Problem statement: In the entries below, find each line containing the word "woman" and copy those lines. Case counts.

Rows of bounding box annotation data:
== == ==

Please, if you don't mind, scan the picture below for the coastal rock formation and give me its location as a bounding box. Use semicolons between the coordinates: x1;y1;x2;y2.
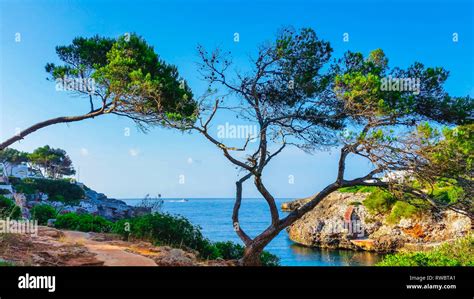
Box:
23;189;151;221
282;192;471;252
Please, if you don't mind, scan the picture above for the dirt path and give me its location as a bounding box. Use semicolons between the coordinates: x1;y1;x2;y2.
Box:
63;231;156;266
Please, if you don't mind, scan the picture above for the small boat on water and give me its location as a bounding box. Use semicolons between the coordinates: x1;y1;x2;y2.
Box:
167;198;188;202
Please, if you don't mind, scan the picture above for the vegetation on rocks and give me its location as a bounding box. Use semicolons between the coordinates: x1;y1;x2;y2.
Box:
10;177;84;205
30;204;58;225
377;235;474;266
54;213;113;233
0;195;21;219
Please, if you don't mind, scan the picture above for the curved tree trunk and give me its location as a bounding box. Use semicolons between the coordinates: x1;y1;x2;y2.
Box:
0;107;105;150
239;224;284;266
239;245;264;266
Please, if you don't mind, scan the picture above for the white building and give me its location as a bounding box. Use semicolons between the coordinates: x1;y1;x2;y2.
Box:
0;162;43;179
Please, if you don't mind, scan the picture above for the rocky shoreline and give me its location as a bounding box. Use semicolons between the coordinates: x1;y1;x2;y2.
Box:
281;192;471;253
13;186;151;221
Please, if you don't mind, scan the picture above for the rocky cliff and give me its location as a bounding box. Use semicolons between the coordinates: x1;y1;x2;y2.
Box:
282;192;471;252
13;188;151;221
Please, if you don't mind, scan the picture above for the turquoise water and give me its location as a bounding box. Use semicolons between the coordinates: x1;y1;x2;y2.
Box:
124;198;381;266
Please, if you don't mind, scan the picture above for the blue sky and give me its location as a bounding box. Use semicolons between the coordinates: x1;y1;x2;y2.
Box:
0;0;474;198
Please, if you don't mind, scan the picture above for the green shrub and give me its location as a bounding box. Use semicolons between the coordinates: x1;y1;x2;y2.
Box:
377;252;460;267
0;195;21;219
377;235;474;266
214;241;244;260
112;213;279;266
387;201;420;223
338;186;380;193
0;260;15;267
10;178;84;205
54;213;113;233
363;189;396;214
113;213;215;258
0;189;11;195
30;205;58;225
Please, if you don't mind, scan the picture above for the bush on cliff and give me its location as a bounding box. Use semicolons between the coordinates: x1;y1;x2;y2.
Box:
0;195;21;219
387;201;420;224
30;205;58;225
377;235;474;266
363;189;396;214
10;177;84;205
54;213;113;233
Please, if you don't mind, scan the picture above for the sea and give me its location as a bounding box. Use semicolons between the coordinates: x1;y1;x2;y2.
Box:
122;198;382;266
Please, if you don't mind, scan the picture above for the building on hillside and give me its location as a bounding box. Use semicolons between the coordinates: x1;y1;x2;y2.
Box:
0;162;43;179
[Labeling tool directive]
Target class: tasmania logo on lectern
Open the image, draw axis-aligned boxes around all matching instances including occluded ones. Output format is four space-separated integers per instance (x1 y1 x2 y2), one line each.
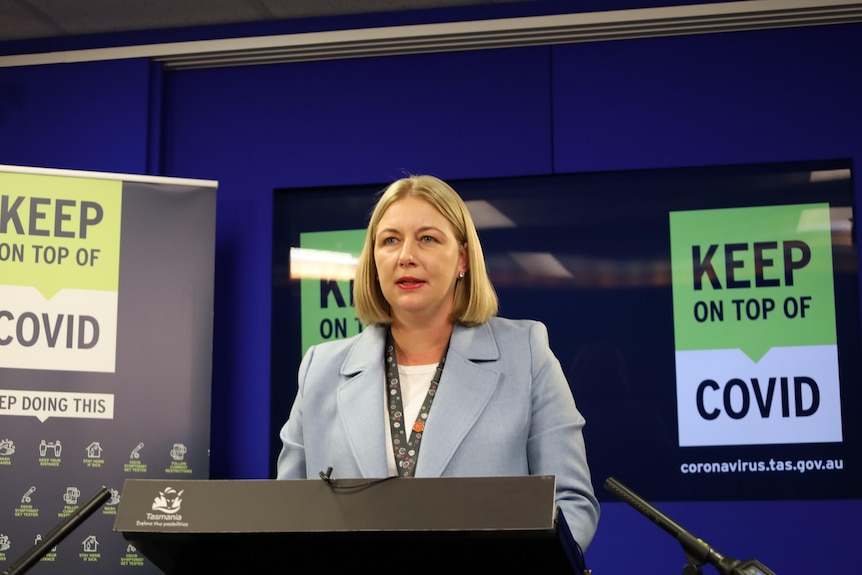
0 172 123 372
670 204 843 447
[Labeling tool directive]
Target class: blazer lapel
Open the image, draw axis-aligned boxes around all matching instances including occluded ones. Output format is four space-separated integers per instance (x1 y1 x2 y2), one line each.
416 324 500 477
334 327 389 477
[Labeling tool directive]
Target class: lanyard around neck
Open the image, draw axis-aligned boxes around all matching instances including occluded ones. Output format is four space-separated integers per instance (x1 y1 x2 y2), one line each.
384 331 449 477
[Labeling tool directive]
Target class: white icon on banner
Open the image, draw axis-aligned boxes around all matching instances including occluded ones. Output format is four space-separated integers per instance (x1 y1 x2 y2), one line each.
33 533 57 553
63 487 81 505
21 485 36 503
39 439 63 457
87 441 102 459
153 487 185 513
81 535 99 553
0 439 15 455
171 443 188 461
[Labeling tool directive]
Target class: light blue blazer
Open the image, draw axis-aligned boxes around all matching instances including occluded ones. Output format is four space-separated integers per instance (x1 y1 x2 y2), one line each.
277 318 599 550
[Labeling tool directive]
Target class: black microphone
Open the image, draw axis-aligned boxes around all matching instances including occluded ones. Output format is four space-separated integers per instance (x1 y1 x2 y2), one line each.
320 467 332 486
605 477 775 575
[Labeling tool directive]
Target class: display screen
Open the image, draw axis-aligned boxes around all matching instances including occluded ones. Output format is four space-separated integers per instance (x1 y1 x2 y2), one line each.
272 160 862 501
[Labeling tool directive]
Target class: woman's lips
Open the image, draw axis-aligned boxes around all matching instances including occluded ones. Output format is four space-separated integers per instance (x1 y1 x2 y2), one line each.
395 277 425 289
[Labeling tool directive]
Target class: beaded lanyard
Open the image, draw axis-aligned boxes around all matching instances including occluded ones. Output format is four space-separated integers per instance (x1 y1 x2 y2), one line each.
386 332 449 477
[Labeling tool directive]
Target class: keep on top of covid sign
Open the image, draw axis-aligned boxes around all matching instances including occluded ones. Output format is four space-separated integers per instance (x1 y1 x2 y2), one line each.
0 172 123 373
670 204 842 447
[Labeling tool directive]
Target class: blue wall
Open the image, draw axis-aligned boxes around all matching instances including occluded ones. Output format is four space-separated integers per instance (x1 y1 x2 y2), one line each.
0 20 862 575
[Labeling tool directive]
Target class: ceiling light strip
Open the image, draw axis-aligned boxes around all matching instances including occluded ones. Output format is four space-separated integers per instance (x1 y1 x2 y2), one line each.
0 0 862 69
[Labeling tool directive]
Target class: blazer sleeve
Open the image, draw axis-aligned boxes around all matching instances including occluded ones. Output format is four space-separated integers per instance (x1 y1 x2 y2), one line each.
527 322 599 550
276 346 315 479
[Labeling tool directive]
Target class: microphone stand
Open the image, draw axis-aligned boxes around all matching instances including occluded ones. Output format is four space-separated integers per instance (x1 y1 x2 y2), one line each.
605 477 775 575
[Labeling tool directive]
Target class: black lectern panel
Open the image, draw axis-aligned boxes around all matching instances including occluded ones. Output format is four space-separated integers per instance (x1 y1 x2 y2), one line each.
114 476 576 575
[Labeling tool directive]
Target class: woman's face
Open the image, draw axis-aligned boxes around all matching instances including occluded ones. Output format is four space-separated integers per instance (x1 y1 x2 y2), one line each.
374 196 467 322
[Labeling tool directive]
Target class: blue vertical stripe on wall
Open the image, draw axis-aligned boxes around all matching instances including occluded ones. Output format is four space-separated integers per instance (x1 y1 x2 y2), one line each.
0 59 150 174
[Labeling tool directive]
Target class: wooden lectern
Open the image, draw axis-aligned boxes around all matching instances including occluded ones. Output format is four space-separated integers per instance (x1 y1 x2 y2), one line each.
114 476 583 575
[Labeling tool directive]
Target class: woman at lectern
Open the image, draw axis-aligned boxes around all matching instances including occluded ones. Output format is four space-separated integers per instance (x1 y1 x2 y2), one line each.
278 176 599 549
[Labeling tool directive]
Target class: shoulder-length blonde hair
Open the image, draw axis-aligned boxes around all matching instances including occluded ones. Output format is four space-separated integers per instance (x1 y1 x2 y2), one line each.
353 176 498 326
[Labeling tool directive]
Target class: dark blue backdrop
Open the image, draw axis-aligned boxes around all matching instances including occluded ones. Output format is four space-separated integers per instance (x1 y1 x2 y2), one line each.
0 7 862 575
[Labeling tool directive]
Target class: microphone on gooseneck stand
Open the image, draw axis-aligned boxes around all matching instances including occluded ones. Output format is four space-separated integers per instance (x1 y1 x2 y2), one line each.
605 477 775 575
320 467 332 486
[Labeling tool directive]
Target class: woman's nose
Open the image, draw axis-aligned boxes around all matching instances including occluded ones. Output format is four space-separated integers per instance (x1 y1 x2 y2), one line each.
398 241 414 266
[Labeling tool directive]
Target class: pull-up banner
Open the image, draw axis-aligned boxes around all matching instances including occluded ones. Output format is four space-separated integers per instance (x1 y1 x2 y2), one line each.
0 166 217 574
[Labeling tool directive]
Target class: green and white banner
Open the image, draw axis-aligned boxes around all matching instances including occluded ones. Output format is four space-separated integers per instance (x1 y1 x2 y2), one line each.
0 166 216 575
670 204 843 447
298 230 365 354
0 172 122 372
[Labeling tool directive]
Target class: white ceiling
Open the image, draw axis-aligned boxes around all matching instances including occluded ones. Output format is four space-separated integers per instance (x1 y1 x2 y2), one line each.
0 0 528 42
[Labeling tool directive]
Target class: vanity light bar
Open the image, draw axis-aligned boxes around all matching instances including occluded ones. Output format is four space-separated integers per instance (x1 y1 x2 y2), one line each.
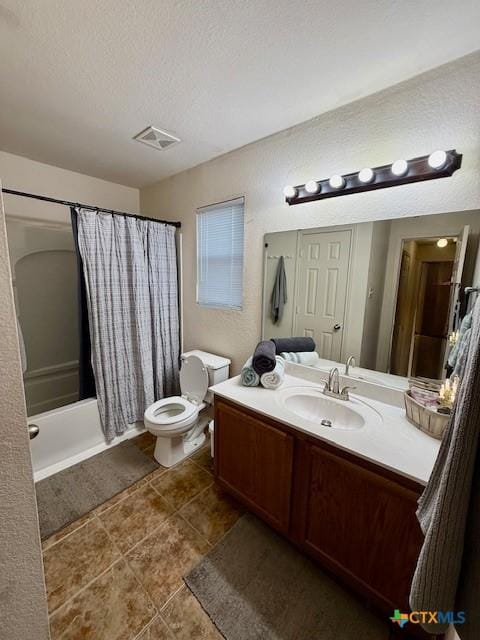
283 149 462 205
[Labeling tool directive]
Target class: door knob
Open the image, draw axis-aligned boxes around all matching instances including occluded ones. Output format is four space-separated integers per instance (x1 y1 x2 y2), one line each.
28 424 40 440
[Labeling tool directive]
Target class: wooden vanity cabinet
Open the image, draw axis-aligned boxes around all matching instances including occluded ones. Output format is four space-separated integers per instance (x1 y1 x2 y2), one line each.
215 400 294 534
294 441 422 611
215 397 423 636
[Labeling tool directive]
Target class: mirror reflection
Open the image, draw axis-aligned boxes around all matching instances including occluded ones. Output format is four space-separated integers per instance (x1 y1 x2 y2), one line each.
262 212 480 388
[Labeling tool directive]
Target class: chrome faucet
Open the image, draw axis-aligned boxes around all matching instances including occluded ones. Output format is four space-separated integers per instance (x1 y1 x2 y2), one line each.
345 356 356 376
323 367 355 400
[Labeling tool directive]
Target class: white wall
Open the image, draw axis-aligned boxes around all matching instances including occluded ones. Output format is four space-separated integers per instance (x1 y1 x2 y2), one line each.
141 53 480 371
0 151 139 222
0 151 139 415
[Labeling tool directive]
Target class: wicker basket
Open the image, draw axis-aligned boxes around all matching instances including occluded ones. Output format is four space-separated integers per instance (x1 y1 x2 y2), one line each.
403 391 450 440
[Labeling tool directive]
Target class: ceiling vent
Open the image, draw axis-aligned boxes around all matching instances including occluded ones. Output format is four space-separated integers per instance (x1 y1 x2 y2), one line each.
133 127 181 151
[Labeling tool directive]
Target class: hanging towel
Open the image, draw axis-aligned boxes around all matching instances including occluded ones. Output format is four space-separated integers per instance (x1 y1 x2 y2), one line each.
410 302 480 640
448 312 472 369
260 356 285 389
280 351 320 367
252 340 276 376
240 358 260 387
270 256 287 324
452 328 472 380
271 336 315 355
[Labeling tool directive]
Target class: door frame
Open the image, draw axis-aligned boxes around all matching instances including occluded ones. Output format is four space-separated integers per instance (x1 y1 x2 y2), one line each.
293 224 358 362
386 225 468 373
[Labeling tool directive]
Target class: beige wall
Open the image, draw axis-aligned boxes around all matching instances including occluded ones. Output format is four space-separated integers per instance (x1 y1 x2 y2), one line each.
0 151 139 222
0 184 49 640
140 53 480 372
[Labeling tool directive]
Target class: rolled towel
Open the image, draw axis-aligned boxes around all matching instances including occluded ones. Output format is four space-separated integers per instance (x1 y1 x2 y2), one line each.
252 340 276 376
240 357 260 387
271 336 315 355
260 356 285 389
280 351 320 366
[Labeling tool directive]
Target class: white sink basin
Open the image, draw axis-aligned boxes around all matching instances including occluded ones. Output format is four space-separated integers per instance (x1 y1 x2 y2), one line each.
278 387 381 430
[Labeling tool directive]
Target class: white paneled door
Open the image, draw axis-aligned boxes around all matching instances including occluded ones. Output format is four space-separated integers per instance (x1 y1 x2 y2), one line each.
295 230 352 362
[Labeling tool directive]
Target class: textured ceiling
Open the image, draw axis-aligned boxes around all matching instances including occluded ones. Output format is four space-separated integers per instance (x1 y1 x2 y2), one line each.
0 0 480 187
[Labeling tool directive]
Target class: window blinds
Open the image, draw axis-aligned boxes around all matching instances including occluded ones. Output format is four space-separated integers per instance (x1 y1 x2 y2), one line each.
197 198 245 309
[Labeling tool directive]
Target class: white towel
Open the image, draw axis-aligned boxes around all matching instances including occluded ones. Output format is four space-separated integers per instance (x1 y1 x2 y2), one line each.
280 351 320 366
240 357 260 387
260 356 285 389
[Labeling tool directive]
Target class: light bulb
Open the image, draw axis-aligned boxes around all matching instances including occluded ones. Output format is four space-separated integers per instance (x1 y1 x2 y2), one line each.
392 160 408 176
428 149 447 169
305 180 320 193
283 184 297 198
358 167 375 184
328 175 345 189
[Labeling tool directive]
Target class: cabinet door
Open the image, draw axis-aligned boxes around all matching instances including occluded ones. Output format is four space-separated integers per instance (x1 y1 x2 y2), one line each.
215 400 293 533
302 445 422 610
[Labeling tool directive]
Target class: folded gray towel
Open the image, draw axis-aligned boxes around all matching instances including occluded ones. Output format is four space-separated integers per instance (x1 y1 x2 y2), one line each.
252 340 277 376
240 357 260 387
271 336 315 355
260 356 285 389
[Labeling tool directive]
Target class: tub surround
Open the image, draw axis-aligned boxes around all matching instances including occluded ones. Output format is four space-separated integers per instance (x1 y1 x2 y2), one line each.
212 363 440 485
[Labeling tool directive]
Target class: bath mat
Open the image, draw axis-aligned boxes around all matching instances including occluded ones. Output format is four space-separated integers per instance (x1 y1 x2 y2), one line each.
185 514 389 640
35 441 158 540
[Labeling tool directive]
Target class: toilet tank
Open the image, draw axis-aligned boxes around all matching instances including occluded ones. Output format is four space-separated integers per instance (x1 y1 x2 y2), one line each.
182 349 231 403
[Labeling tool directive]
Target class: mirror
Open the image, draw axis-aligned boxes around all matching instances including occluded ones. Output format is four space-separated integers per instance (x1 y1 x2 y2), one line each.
262 212 480 389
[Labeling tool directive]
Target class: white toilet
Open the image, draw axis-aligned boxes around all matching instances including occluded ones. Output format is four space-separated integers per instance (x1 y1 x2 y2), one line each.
144 350 230 467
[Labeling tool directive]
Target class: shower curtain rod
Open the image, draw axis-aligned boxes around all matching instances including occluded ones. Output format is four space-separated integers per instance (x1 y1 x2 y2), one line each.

== == ==

Task solution:
Target class: woman's lips
Target class: woman's face
Target class: woman at lectern
Target class: woman's nose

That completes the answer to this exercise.